■ OBJECTIVE:
From the HDMI audio forum thread below, reproduce the passage starting at "P.S.: Also take" and ending at "again in ASIO4all.", swapping "laptop" for "computer".

Jitter is theoretically a potential problem, but one that I believe is rarely actually heard. I have seen elevated noise floor problem with HDMI due to power distribution and ground loop problems and believe that to be a much greater potential.


----------



## FargateOne

Hello,
this week-end I had to do experimentations to find a bug in my system. The chain via hdmi connections was the following: Laptop to nanoavr-dl to avr to display device (no bluray in the equation). I succesfully did measures with dirac but I can't get sound signal sweeps from rew. (laptop +rew directly to avr was ok but laptop+rew to avr via nano was not working). I suspect that my problems are related to what you are pointing in this thread.
Maybe it would be helpfull if you could add some screen shots of the most importants steps that you kindly describes here?


----------



## AudiocRaver

I will try to get to it, but have other pressing priorities.:|

It will be at least a few days before I can get to it.


----------



## FargateOne

AudiocRaver said:


> I will try to get to it, but have other pressing priorities.:|
> 
> It will be at least a few days before I can get to it.


Hello,
I may add something usefull for someone. A few weeks ago, I reconnected my receiver to the my TV (Samsung)via hdmi output 1 from the receiver to *hdmi 1 input* of the TV. The video and audio signal from the hdmi cable of the the BD player worked fine. When I connected my laptop to the receiver to use Rew guess what : nothing appears on the TV. The laptop did not see the receiver nor the TV. 

My TV has 3 hdmi inputs. The second one is called *HDMI2 RECEIVER* in the OS menu of the tv (it is the input that also has ARC function but it is irrelevant here because I deactivate it). It took me the week-end to understand that the signal from a laptop via the receiver to the Tv must passes through this particular input of the TV. 

You must connect your hdmi from the receiver into this particular input if you want to use your laptop when it is connected to your receiver. At least in my set up.

P.S.: Also take note that the last update of Windows 10 messed up with the displays drivers. I had to uninstal the intel driver completly, reboot the laptop, followed Microsoft instructions toreinstall and update the Intel driver to get it again in ASIO4all.


----------



## AudiocRaver

Thanks for the input, FargateOne, I added your tip to the list and made a couple of other minor changes and additions.


----------



## AudiocRaver

Another little update, concerning use with REW.


----------



## etc6849

Hi, I am using Intel HDMI audio setup to 5.1 (side speakers) in Windows 7 Ultimate, not set as default. I am also using Dirac, setup to 5.1 and default. Dirac Audio Processor will show 2 channels 44.1kHz, while the XMC-1 will still show 5.1, but will show 44.1kHz.

When I play stereo using Wasapi Dirac in foobar or Kodi, my XMC-1 shows 5.1! When I try mutlichannel, my XMC-1 shows 7.1!?!

Any ideas? Does your Dirac setup automatically change the number of channels properly? 

PS: When I use Wasapi using Intel HDMI audio (instead of Dirac WASAPI), the number of channels change properly (XMC-1 shows PCM 2.0 for stereo).



AudiocRaver said:


> Another little update, concerning use with REW.


----------



## AudiocRaver

etc6849 said:


> Hi, I am using Intel HDMI audio setup to 5.1 (side speakers) in Windows 7 Ultimate, not set as default. I am also using Dirac, setup to 5.1 and default. Dirac Audio Processor will show 2 channels 44.1kHz, while the XMC-1 will still show 5.1, but will show 44.1kHz.

■ PROVIDED RECORDS:
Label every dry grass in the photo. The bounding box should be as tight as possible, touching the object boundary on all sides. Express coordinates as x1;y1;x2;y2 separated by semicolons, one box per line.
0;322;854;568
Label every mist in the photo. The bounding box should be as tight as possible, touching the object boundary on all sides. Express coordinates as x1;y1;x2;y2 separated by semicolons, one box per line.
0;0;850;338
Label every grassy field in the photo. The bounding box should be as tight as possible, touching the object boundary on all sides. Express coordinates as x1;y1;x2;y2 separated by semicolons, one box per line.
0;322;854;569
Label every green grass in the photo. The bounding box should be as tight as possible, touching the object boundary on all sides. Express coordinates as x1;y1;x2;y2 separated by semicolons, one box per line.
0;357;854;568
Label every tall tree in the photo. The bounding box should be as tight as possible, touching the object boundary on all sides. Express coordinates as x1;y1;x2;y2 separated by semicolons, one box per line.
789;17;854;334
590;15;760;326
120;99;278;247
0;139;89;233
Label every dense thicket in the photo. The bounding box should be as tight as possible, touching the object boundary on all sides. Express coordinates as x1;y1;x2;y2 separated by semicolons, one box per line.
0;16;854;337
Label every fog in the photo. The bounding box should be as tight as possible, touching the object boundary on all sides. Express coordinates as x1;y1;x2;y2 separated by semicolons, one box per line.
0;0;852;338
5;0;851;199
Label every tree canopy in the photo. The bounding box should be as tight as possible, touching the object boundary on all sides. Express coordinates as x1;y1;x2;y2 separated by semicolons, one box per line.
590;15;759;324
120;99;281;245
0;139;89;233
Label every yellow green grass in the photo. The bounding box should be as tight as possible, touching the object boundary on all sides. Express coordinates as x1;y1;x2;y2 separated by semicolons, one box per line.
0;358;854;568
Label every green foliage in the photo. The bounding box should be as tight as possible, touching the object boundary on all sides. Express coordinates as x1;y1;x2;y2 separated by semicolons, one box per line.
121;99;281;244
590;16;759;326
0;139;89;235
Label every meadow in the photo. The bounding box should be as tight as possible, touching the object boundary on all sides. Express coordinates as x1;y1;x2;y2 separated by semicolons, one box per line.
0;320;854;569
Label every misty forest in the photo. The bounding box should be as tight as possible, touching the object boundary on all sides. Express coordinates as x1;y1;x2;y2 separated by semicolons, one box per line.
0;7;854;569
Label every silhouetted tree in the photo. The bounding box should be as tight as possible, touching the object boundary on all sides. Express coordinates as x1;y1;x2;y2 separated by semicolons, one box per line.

■ WRITTEN RESPONSE:
P.S.: Also take note that the last update of Windows 10 messed up with the displays drivers. I had to uninstal the intel driver completly, reboot the computer, followed Microsoft instructions toreinstall and update the Intel driver to get it again in ASIO4all.